TEXT SEGMENT >>

On the positive side, we are seeing better fixed cost absorption due to the higher sales volume, particularly in our OEM products. We are

 



 

 

 

also benefiting from continuing focus on reducing costs in other areas.

 

 

 

 

 

Consolidated SG&A expense was up 5% to $18.9 million in the second quarter compared to $18.1 million in the second quarter of fiscal 2005. The impact of foreign currency accounted for approximately 2% of the increase and expense related to share based compensation accounted for approximately 1.5% of the increase. The remainder was due to small increases in a variety of other categories.

 

 

 

 

 

As we have mentioned in several prior calls, we have been accounting for stock appreciation rights with a mark to market calculation each quarter based on the market price of our common stock at quarter end. This potentially created a significant amount of expense volatility on a quarter-to-quarter basis. Some of you may recall we actually recorded a small amount of income last quarter due to a reduction in the price of our stock. Based on the volatility of the mark to market accounting we did not feel that this was the clearest way to report our expenses relating to share based compensation.

 

 

 

 

 

Beginning this quarter we have early adopted FAS-123R which requires the recognition of compensation expense for all stock awards. There are 2 primary outcomes resulting from this change. The first is that we will now be recognizing compensation expense for all stock awards which in our case consist of SARs and stock options. The second is that the volatility in our quarter-to-quarter expense levels due entirely to changes in the price of the company’s common stock will be eliminated. Under FAS-123R, the value of our share based compensation will be determined as of the grant date using the Black Scholes pricing model. Once the value has been established, it remains unchanged and is expensed over the vesting period. We elected to treat the adoption of FAS-123R prospectively, thus no prior periods were restated.

MATERIAL PROVIDED >>

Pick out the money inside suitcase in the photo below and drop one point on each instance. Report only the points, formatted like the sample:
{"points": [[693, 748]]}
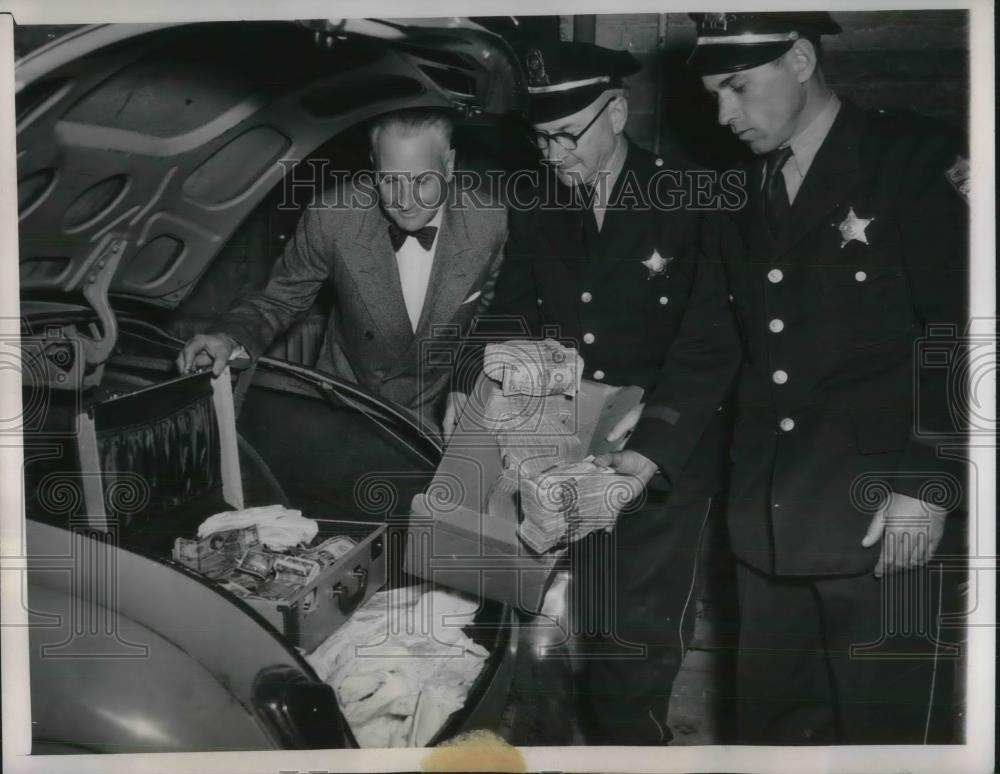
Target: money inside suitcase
{"points": [[173, 446], [161, 459]]}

TASK INSTRUCTIONS >>
**a)** In the earnings call excerpt, by what percentage did consolidated SG&A expense rise in the second quarter?
**b)** Summarize the earnings call excerpt in two sentences.
**c)** Continue the earnings call excerpt from its final sentence.

EXPECTED ANSWERS >>
**a)** It rose 5%, to $18.9 million.

**b)** Higher sales volume, especially in OEM products, improved fixed cost absorption, while consolidated SG&A expense rose 5% to $18.9 million in the second quarter, mainly because of foreign currency and share-based compensation. Because mark-to-market accounting for stock appreciation rights made expenses volatile from quarter to quarter, the company early adopted FAS-123R, which values all stock awards at the grant date with the Black Scholes model and expenses that value over the vesting period, with no prior periods restated.

**c)**
 

 

 

 

 

To give you a comparable reference, our SARs compensation expense in the second quarter of fiscal 2005 was $340,000. No expense was recorded in conjunction with unvested stock options. In the second quarter of this year we recorded an expense of $597,000 related to the unearned portion of both SARs and options. We will incur an expense of approximately $870,000 for each of the next 3 quarters related to share based compensation.

 

 

 

 

 

Amortization expense was up over last year due to the amortization of intangible assets and the final purchase accounting for the Roncari acquisition.

 

 

 

 

 

Our effective tax rate was 34% for the second quarter compared to 36% for the second quarter of the prior year. The lower tax rate was due primarily to higher levels of income in foreign jurisdictions with lower statutory tax rates, primarily China. We anticipate the tax rate remaining at or near this level for the balance of the year. However, I

 



 

 

 

would like to caution everyone that unanticipated changes in income in our foreign subsidiaries during the latter part of the year can have a whipsaw effect on the quarterly rate.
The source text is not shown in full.